## [Page]
En basculant du côté professionnel de la barrière, vous avez hérité de toute l'arrière-boutique, et de toute la merde qu'il y a dedans. Mais ça reste toujours mieux que d'essayer de faire carrière dans la grande distribution (ou tout autre environnement professionnel qui vous glace le sang)
encore une fois, "t'as signé, assume"
D'ailleurs la gestion des corvées est un critère de performance. Je ne pense pas que les gens qui réussissent dans leur passion soient de gros branleurs qui se laissent ralentir par les corvées qui s'éternisent. Ils abattent les corvées sans pitié pour mieux se consacrer à la partie créative et enrichissante de leur travail.
* Putain mais qu'est-ce qu'on se fait chier! (Huh? encore?)
L'usure du quotidien amène à des moments où même la matière brute et pure de votre passion va vous écœurer.
en tant que sportif, c'était cool de vivre ma vie de compétiteur, puis d'adulte loisir.
C'était cool d'aider mon maître de stage au début de ma formation.
C'est beaucoup moins cool d'enchaîner les entraînements, semaine après semaine.
ça le reste le plus souvent, mais des fois ça me pèse.
Le plus souvent la passion rend le travail cool, et des fois au contraire le travail rend la passion chiante à mourir. Il y a donc une gymnastique de l'esprit et des bonnes habitudes à mettre en place pour ne jamais se laisser blaser. Car un passionné blasé, c'est un passionné mort!
Et donc il faut garder son enthousiasme d'enfant. C'est une généralité. Une généralité à combiner avec une autre généralité inverse: l'important est de se comporter comme un adulte qui fait ce qu'il a à faire, au lieu de rêver à un paradis perdu où tout serait agréable...
II] Deux conseils phare pour baliser votre parcours
A) Méfiez-vous du bonheur
Argl, si il faut se méfier du bonheur en plus, mais où va-t-on???
Au début de ma carrière, je rentrais du travail lessivé et je me laissais aller dans ma vie perso. C'est mon problème et je ne voyais pas de quoi me poser de questions sur la nature de mon travail.

## [À faire]
**1)** Reproduisez à l'identique le passage du texte sur la passion et le travail qui va de "en tant que" jusqu'à "un passionné mort!".
**2)** Pour chacune de ces phrases, dites si elle est d'accord avec le texte sur la passion et le travail, par oui ou par non, en citant à l'identique les mots du texte qui tranchent. (a) Les gens qui réussissent dans leur passion se laissent ralentir par les corvées. (b) Un passionné blasé est un passionné mort. (c) Au début de sa carrière, la personne qui écrit rentrait du travail pleine d'énergie.
**3)** D'après le texte sur la passion et le travail, que font des corvées les gens qui réussissent dans leur passion ?

## [Les données]
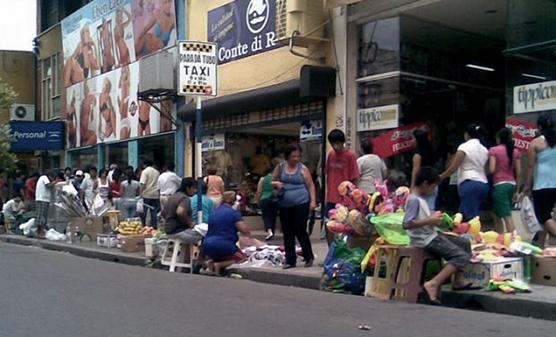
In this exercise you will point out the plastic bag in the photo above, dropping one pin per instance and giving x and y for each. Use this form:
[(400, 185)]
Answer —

## [En réponse]
**1)**
en tant que sportif, c'était cool de vivre ma vie de compétiteur, puis d'adulte loisir.
C'était cool d'aider mon maître de stage au début de ma formation.
C'est beaucoup moins cool d'enchaîner les entraînements, semaine après semaine.
ça le reste le plus souvent, mais des fois ça me pèse.
Le plus souvent la passion rend le travail cool, et des fois au contraire le travail rend la passion chiante à mourir. Il y a donc une gymnastique de l'esprit et des bonnes habitudes à mettre en place pour ne jamais se laisser blaser. Car un passionné blasé, c'est un passionné mort!

**2)**
(a) Non : "Je ne pense pas que les gens qui réussissent dans leur passion soient de gros branleurs qui se laissent ralentir par les corvées qui s'éternisent."
(b) Oui : "Car un passionné blasé, c'est un passionné mort!"
(c) Non : "Au début de ma carrière, je rentrais du travail lessivé"

**3)** Ils abattent les corvées sans pitié pour mieux se consacrer à la partie créative et enrichissante de leur travail.